Required task »
Answer these questions from the Schedule 13D amendment below:
(a) At what address are the Issuer's principal executive offices located?
(b) How much cash per share of Common Stock does the Amendment set as merger consideration?
(c) To what date was the outside date for completing the merger extended?

━━━ Source passage ━━━

This Amendment No. 7 is filed by Firecom, Inc., a New York corporation (“Firecom”), and Paul Mendez (“Mr. Mendez” and, together with Firecom, the “Reporting Persons”), pursuant to Rule 13d-2 of the Securities Exchange Act of 1934 and amends Items 4 and 6 of the initial Statement on Schedule 13D filed by the Reporting Persons on April 25, 2006, and Amendment No. 1 filed on May 10, 2006, Amendment No. 2 filed on January 25, 2007, Amendment No. 3 filed on June 11, 2008, Amendment No. 4 filed on February 4, 2009, Amendment No. 5 filed on January 14, 2010 and Amendment No. 6 filed on January 25, 2010 (the initial Schedule 13D and together with the Amendments, the “Statement”).

The Statement relates to the shares of common stock, par value $0.001 per share (the “Common Stock”), of Synergx Systems Inc., a Delaware corporation (the “Issuer”), whose principal executive offices are located at 209 Lafayette Drive, Syosset, New York 11791.  The telephone number of the Issuer is (516) 433-4700.

Item 4.  Purpose of Transaction.
 
ITEM 4 OF THE STATEMENT IS HEREBY AMENDED TO ADD THE FOLLOWING:
 
On March 19, 2010, the Issuer, Firecom and FCI Merger Corp., a Delaware corporation and newly-formed wholly-owned subsidiary of Firecom (the “Merger Sub”), entered into Amendment No. 1 (the “Amendment”) to their Agreement and Plan of Merger, dated as of January 22, 2010 (the “Merger Agreement”).

The Amendment changed the Merger Agreement in the following material respects:

-the merger consideration was increased to $0.70 in cash for each share of the Issuer’s Common Stock issued and outstanding immediately prior to the effective time of the merger (other than shares held by Firecom and the Merger Sub, shares held in treasury by the Issuer and shares held by stockholders of the Issuer who have properly exercised their appraisal rights under Delaware law);

-the outside date for completion of the merger was extended to June 30, 2010, giving either Firecom or the Issuer the right to terminate the Merger Agreement if the merger is not consummated by such date;

-Firecom is to place $500,000 into an escrow account to be held until the first to occur of: (i) the closing of the merger at which time the escrow funds shall be applied to the merger consideration, (ii) the termination of the Merger Agreement other than by reason of the failure to obtain stockholder approval at the meeting therefor at which time the escrow funds shall be returned to Firecom, subject to any right of the Issuer to be reimbursed for expenses, and (iii) the termination of the Merger Agreement by reason of the failure to obtain stockholder approval a the meeting therefor at which time the escrow funds shall be delivered to the Issuer.  In addition, upon a third party Takeover Proposal being determined as a Superior Proposal, such third party must deposit $100,000 with the Issuer , by reason of costs incurred and to be incurred by it, and upon entering into an acquisition agreement with the Issuer the third party would have to deposit $400,000 pursuant to an escrow arrangement similar to the one that the Issuer had with Firecom;

-any party which may have been considered a “Solicited Party” during the “Solicitation Period” shall not any longer be considered to have such status for all purposes of the Merger Agreement; and

-the Issuer shall use its best efforts to have its bank extend a Forebearance Agreement to June 30, 2010.

━━━ Extracted data ━━━

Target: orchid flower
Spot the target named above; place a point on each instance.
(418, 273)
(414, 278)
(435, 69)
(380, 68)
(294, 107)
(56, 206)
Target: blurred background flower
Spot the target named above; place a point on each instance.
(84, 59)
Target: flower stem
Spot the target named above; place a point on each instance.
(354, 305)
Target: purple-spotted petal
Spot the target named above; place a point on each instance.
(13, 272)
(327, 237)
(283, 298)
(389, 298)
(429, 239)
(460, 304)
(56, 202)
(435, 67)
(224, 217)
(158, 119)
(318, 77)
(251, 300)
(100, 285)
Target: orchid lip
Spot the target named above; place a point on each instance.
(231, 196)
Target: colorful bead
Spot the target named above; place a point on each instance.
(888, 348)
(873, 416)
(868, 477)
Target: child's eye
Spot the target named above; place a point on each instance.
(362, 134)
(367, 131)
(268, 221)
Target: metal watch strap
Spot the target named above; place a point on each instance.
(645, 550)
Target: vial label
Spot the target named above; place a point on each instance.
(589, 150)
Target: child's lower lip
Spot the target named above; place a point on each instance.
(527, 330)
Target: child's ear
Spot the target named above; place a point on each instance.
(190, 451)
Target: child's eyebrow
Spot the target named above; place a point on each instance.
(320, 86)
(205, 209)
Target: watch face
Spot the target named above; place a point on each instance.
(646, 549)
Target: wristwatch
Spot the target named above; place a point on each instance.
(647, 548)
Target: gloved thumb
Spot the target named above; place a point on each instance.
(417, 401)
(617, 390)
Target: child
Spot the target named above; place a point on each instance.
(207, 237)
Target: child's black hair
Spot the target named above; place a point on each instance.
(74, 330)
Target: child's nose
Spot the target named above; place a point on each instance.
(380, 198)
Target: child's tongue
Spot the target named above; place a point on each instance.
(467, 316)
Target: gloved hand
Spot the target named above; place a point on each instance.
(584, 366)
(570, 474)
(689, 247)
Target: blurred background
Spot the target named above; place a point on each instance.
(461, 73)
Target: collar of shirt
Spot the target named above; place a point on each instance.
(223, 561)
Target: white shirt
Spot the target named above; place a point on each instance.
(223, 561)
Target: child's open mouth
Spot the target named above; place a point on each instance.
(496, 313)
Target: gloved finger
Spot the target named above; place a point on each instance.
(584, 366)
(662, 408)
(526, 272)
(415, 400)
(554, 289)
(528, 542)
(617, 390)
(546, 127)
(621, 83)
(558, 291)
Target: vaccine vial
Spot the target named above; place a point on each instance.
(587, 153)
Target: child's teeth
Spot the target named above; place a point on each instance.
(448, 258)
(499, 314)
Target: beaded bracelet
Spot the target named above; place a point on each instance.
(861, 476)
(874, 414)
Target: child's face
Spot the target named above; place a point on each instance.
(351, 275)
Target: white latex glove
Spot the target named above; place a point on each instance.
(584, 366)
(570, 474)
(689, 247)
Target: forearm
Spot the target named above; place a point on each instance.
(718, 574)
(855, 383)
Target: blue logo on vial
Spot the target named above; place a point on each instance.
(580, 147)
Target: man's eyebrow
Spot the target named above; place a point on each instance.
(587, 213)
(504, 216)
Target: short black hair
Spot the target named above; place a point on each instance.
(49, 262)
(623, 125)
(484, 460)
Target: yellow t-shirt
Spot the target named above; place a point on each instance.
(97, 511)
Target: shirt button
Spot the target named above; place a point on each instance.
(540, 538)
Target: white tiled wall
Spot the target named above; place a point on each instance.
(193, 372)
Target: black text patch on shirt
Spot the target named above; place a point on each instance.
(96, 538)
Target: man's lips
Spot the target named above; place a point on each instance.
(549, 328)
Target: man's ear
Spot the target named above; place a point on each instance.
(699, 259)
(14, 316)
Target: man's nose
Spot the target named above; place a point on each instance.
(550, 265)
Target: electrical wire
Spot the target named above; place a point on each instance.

━━━

Written solution »
(a) 209 Lafayette Drive, Syosset, New York 11791
(b) $0.70
(c) June 30, 2010